(Data about object locations)
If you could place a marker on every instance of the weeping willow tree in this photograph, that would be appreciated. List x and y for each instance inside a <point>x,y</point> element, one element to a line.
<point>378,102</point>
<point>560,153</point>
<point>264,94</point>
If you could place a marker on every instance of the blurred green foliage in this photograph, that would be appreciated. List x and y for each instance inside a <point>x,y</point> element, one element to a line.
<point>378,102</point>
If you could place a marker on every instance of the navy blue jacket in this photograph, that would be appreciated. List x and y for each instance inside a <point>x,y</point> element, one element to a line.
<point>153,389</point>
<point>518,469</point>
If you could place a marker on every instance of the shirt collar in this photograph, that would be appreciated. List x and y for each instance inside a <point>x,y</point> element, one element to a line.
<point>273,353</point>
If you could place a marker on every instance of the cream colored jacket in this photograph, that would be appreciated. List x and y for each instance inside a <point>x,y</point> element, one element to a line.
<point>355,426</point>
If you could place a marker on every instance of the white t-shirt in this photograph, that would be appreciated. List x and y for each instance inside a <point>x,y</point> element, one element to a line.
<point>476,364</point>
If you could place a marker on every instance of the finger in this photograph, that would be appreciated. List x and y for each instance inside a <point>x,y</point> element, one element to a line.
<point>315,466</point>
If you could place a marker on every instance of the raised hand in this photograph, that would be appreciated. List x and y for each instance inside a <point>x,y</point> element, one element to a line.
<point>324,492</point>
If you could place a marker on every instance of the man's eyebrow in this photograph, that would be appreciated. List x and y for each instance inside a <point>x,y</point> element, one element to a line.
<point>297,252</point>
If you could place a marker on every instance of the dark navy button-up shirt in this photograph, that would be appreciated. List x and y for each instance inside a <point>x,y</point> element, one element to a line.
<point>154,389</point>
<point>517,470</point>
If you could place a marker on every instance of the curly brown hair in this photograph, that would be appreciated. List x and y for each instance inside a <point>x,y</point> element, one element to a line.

_What the task requires_:
Reproduce all of the data above word for word.

_Written reply_:
If you could place a marker on every instance of the weeping willow tree in this photograph, that would be appreciated. List x and y for each instance inside a <point>x,y</point> element, one element to a line.
<point>378,102</point>
<point>560,153</point>
<point>264,94</point>
If you could place a marker on every instance of the blurred green foliage in this photograph, that would be appreciated. List x and y for each instance inside a <point>x,y</point> element, one element to a line.
<point>378,102</point>
If you could place a marker on every instance of the navy blue jacket in this photograph, that would be appreciated. List x and y for each instance inside a <point>x,y</point> element, one element to a line.
<point>153,389</point>
<point>518,469</point>
If you could place a marker on every instance of the shirt collar in this photograph, that would be appreciated. List x and y for each instance inside a <point>x,y</point> element, one element to a line.
<point>273,353</point>
If you could place a marker on every instance of the cream colored jacket in this photograph, that would be appreciated. List x and y for each instance inside a <point>x,y</point> element, one element to a line.
<point>355,426</point>
If you could place a marker on every instance of the white t-shirt in this photograph, that would be appreciated. List x and y for each instance inside a <point>x,y</point> element, one element to a line.
<point>476,364</point>
If you could place a marker on every instance of the finger in this photograph, that would be appreciated. List x and y for each instance inside a <point>x,y</point> element, one element to a line.
<point>315,466</point>
If you could place a marker on every instance of the raised hand in this photograph, that would be appreciated. List x and y for each instance inside a <point>x,y</point> element, one element to a line.
<point>324,492</point>
If you could place a marker on every instance of the man's eyebrow in this photograph, that would be appreciated. List x and y for each instance inside a <point>x,y</point> element, one element to a line.
<point>297,252</point>
If you could place a marker on every instance of the dark navy button-up shirt in this photograph, that would be appreciated. List x and y for each instance inside a <point>x,y</point> element, one element to a line.
<point>154,389</point>
<point>517,470</point>
If you could place a marker on every instance of the curly brown hair in this photograph, that would be appreciated. List x and y for each instance inside a <point>x,y</point> element, one element to a line.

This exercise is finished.